### MATERIAL TO PROCESS
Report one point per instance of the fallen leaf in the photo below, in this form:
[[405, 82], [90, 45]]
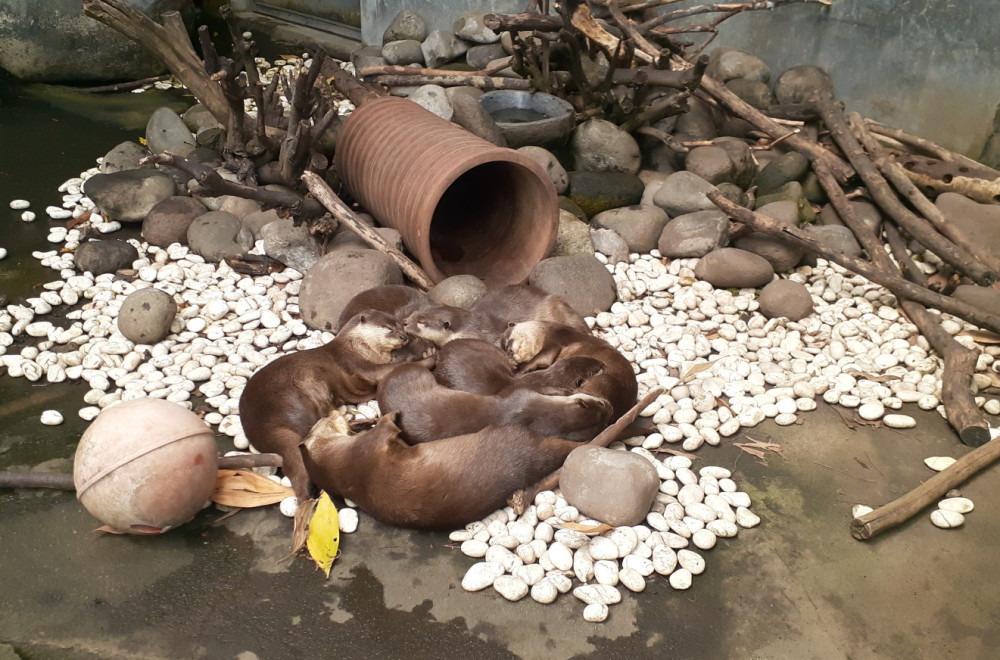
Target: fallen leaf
[[981, 336], [247, 489], [324, 534], [696, 369], [587, 529]]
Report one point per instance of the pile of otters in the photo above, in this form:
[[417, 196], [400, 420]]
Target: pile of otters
[[476, 403]]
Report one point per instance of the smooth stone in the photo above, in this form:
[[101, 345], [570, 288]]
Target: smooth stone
[[129, 195], [938, 463], [594, 192], [433, 99], [580, 280], [550, 164], [146, 315], [440, 47], [354, 270], [694, 234], [639, 226], [684, 192], [725, 64], [947, 519], [293, 246], [167, 133], [169, 220], [961, 505], [614, 487], [897, 421], [402, 52], [219, 235], [732, 268], [406, 25], [470, 26], [785, 298], [803, 84], [599, 145], [104, 256], [124, 156]]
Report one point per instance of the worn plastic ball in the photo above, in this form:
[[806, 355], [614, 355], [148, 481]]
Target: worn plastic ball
[[145, 466]]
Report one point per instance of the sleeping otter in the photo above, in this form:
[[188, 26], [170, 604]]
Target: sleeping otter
[[429, 411], [538, 344], [284, 398]]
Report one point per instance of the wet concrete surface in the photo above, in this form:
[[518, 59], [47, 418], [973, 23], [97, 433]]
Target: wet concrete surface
[[797, 586]]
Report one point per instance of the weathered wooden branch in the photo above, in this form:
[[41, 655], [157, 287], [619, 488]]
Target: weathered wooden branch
[[894, 283], [169, 42], [341, 212], [303, 207], [903, 508], [482, 82], [896, 175], [918, 228], [520, 500]]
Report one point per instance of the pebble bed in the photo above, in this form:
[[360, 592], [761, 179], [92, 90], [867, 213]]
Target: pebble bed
[[724, 367]]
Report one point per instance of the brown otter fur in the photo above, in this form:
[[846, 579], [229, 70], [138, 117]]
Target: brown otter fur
[[521, 302], [286, 397], [538, 344], [429, 411], [435, 485], [479, 367]]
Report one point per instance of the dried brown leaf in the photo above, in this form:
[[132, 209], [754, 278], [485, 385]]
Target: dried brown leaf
[[587, 529], [695, 370], [247, 489]]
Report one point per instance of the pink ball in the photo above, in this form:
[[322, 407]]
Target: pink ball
[[145, 466]]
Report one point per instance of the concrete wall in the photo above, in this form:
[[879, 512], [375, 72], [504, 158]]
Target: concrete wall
[[930, 67]]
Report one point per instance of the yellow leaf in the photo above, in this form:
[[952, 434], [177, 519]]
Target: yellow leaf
[[246, 489], [324, 534]]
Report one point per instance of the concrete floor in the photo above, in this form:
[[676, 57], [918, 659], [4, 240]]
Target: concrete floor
[[798, 586]]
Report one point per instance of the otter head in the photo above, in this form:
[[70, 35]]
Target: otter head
[[523, 341], [436, 324], [375, 334]]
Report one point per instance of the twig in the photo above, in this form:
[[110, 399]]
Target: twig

### REQUIREMENTS
Set out every line of the entries above as a Markdown table with two columns, Row and Line, numbering the rows and skipping blank lines. Leave the pictures out.

### EXERCISE RESPONSE
| Row | Line |
|---|---|
| 1 | Report one point per instance of the fallen leaf in the photo below, in this form: |
| 2 | [[405, 82], [90, 45]] |
| 3 | Target: fallen leaf |
| 4 | [[981, 336], [247, 489], [324, 534], [696, 369], [587, 529]] |
| 5 | Report one point per instance of the pile of otters in the photo above, in this form: |
| 6 | [[417, 196], [400, 420]] |
| 7 | Target: pile of otters |
| 8 | [[476, 403]] |
| 9 | Report one point per instance of the smooth stone in the photo above, in this form: |
| 10 | [[101, 345], [570, 288]] |
| 11 | Target: smooth stone |
| 12 | [[129, 195], [938, 463], [594, 192], [433, 99], [580, 280], [550, 164], [146, 315], [440, 47], [354, 270], [694, 234], [639, 226], [684, 192], [725, 64], [947, 519], [293, 246], [167, 133], [169, 220], [961, 505], [614, 487], [897, 421], [402, 52], [219, 235], [732, 268], [406, 25], [470, 26], [785, 298], [803, 84], [599, 145], [104, 256], [124, 156]] |
| 13 | Report one point per instance of the worn plastic ball in the photo above, in this form: |
| 14 | [[806, 355], [614, 355], [148, 481]] |
| 15 | Target: worn plastic ball |
| 16 | [[145, 466]] |
| 17 | Report one point per instance of the sleeping otter in the photo above, in this form: |
| 18 | [[188, 26], [170, 604]] |
| 19 | Target: sleeping otter |
| 20 | [[429, 411], [538, 344], [284, 398]] |
| 21 | Report one point per instance of the wet concrete surface in the photo above, in this form: |
| 22 | [[518, 59], [47, 418], [973, 23], [97, 433]] |
| 23 | Target: wet concrete surface |
| 24 | [[797, 586]] |
| 25 | Report one point per instance of the weathered wooden branch in the photo above, in this form: |
| 26 | [[41, 655], [157, 287], [619, 488]] |
| 27 | Target: weathered wooden branch |
| 28 | [[894, 283], [169, 42], [341, 212], [303, 207], [903, 508], [482, 82], [896, 175], [918, 228], [520, 500]] |
| 29 | Report one point per instance of the pebble bed in the photo above, in this form: |
| 30 | [[360, 592], [761, 179], [92, 90], [867, 213]] |
| 31 | Target: pebble bed |
| 32 | [[724, 367]] |
| 33 | Report one point per instance of the brown otter fur in the photo above, in this form: |
| 34 | [[846, 579], [229, 70], [138, 117]] |
| 35 | Target: brown otter fur |
| 36 | [[521, 302], [286, 397], [538, 344], [429, 411], [435, 485], [479, 367]] |
| 37 | Report one point per instance of the dried brown leaf in the photo above, in this form: |
| 38 | [[132, 209], [754, 278], [485, 385]] |
| 39 | Target: dried brown leaf |
| 40 | [[587, 529], [695, 370], [247, 489]] |
| 41 | Report one point per instance of the pink ball in the photo above, in this form: |
| 42 | [[322, 407]] |
| 43 | Target: pink ball |
| 44 | [[145, 466]] |
| 45 | Report one point per instance of the concrete wall in the photo above, in this form: |
| 46 | [[879, 512], [375, 72], [504, 158]] |
| 47 | Target: concrete wall |
| 48 | [[930, 67]] |
| 49 | Report one point per instance of the yellow leaf in the photo above, in this form: |
| 50 | [[952, 434], [177, 519]] |
| 51 | Target: yellow leaf |
| 52 | [[246, 489], [324, 534]] |
| 53 | Report one point per instance of the concrete floor in the photo above, in this form: |
| 54 | [[676, 57], [918, 659], [4, 240]] |
| 55 | Target: concrete floor |
| 56 | [[798, 586]] |
| 57 | Report one point per instance of the otter head in the photo above, in this form: |
| 58 | [[70, 35]] |
| 59 | Target: otter head |
| 60 | [[523, 341], [436, 324], [375, 334]] |
| 61 | Report one point per instance of the twig in the photo above, in this form: |
| 62 | [[110, 399]] |
| 63 | Target: twig |